Requirement = Can you copy out the Dracula commentary below word for word, from start to finish?

Harker is moving from his “Easter and Christmas” style of general Christianity to a deeper consideration of the Spiritual—of Good and Evil.
Because he is doing so, we do so. And in our doing, we once more have reason to place Dracula on the Literature shelf and not in the recycle box of “beach-read entertainment.”
Somehow guile does not seem a strong factor in Harker’s personality. British reserved, yes, and thus not overly outgoing, but sneaky? He vows to be clever, and we think, Lots of luck, Mister.
Dracula’s histrionic monologue sounds like a “true history” (although there are some scholars who’d dispute it), but he is also revealing genuine feelings about “vanished glory” and “precious blood,” i.e., seeking new glory and new blood. Dracula’s motivations for his journey to England become clear.
Hemingway frequently alludes to a writer’s giving the reader the “tip of the iceberg” and allowing her to sense the submerged nine-tenths mass beneath the waterline. Stoker’s craft provides just what we need to do our intuiting.
Nice authorial in-joke. So happens that Stoker was good friends with the Orientalist, author, world traveler, and translator Richard Burton—who’d translated The Arabian Nights.
The twentieth-century horror giant H.P. Lovecraft included a character named Robert Blake in his story “Haunter of the Dark”; the story was dedicated to Lovecraft’s friend and pen pal, then-youthful Robert Bloch, who’d go on to write Psycho. References to the author’s relatives and friends can be a nice touch—for the author. Too often, however, that sort of thing can cause a momentary cessation of the “willing suspension of disbelief.” Handle cautiously.
We know Dracula is plotting and learning the rules by which he must “play the English game.” We don’t understand his scheme, but we know we are in the presence of clues.
Harker gets another incident that reveals Dracula’s special intelligence: We have thus far seen the Count’s physical strength, nobility, arrogance, and craftiness. He is a fully fleshed-out character and certainly a compelling one.
This gesture, that of a parent or grandparent giving a polite command (but nonetheless a command!) to a powerless child is masterful writing!

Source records
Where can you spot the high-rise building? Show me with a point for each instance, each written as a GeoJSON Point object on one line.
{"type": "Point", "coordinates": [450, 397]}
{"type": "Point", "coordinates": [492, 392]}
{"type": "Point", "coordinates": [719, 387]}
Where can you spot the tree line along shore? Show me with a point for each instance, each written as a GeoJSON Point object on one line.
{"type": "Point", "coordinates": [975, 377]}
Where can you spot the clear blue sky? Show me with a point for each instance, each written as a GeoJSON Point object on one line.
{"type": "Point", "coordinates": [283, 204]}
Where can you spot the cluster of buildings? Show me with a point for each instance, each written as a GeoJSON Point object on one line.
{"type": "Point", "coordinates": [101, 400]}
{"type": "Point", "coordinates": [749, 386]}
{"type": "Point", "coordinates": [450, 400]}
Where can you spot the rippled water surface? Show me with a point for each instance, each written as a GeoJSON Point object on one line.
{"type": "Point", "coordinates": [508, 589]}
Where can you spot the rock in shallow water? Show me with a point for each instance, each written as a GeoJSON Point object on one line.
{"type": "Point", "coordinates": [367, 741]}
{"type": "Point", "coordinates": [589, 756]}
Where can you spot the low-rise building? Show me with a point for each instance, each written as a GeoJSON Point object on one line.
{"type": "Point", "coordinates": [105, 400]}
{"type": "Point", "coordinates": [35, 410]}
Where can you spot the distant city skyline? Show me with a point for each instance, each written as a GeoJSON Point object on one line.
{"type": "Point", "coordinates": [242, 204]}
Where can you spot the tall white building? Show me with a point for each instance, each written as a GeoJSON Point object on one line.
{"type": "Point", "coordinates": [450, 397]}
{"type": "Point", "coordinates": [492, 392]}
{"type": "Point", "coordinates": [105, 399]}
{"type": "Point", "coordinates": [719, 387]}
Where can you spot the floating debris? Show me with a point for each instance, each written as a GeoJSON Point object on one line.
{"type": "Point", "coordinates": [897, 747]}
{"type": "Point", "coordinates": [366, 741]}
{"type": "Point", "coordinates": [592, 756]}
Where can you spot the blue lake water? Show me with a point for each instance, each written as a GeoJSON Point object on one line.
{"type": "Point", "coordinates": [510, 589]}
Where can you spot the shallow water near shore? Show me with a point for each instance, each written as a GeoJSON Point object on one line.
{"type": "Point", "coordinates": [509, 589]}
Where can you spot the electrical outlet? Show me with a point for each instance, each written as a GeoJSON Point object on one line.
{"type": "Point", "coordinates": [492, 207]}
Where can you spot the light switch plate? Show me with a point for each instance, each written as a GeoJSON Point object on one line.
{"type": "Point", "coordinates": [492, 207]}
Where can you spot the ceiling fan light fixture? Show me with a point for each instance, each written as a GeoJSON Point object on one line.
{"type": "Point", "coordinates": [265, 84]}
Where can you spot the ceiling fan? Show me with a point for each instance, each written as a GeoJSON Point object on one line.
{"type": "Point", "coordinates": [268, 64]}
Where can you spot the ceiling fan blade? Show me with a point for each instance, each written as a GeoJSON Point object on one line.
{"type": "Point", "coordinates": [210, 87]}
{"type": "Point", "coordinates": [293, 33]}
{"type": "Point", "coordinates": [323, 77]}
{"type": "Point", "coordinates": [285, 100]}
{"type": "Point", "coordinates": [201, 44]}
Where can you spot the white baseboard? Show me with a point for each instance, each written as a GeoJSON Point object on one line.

The completed task =
Harker is moving from his “Easter and Christmas” style of general Christianity to a deeper consideration of the Spiritual—of Good and Evil.
Because he is doing so, we do so. And in our doing, we once more have reason to place Dracula on the Literature shelf and not in the recycle box of “beach-read entertainment.”
Somehow guile does not seem a strong factor in Harker’s personality. British reserved, yes, and thus not overly outgoing, but sneaky? He vows to be clever, and we think, Lots of luck, Mister.
Dracula’s histrionic monologue sounds like a “true history” (although there are some scholars who’d dispute it), but he is also revealing genuine feelings about “vanished glory” and “precious blood,” i.e., seeking new glory and new blood. Dracula’s motivations for his journey to England become clear.
Hemingway frequently alludes to a writer’s giving the reader the “tip of the iceberg” and allowing her to sense the submerged nine-tenths mass beneath the waterline. Stoker’s craft provides just what we need to do our intuiting.
Nice authorial in-joke. So happens that Stoker was good friends with the Orientalist, author, world traveler, and translator Richard Burton—who’d translated The Arabian Nights.
The twentieth-century horror giant H.P. Lovecraft included a character named Robert Blake in his story “Haunter of the Dark”; the story was dedicated to Lovecraft’s friend and pen pal, then-youthful Robert Bloch, who’d go on to write Psycho. References to the author’s relatives and friends can be a nice touch—for the author. Too often, however, that sort of thing can cause a momentary cessation of the “willing suspension of disbelief.” Handle cautiously.
We know Dracula is plotting and learning the rules by which he must “play the English game.” We don’t understand his scheme, but we know we are in the presence of clues.
Harker gets another incident that reveals Dracula’s special intelligence: We have thus far seen the Count’s physical strength, nobility, arrogance, and craftiness. He is a fully fleshed-out character and certainly a compelling one.
This gesture, that of a parent or grandparent giving a polite command (but nonetheless a command!) to a powerless child is masterful writing!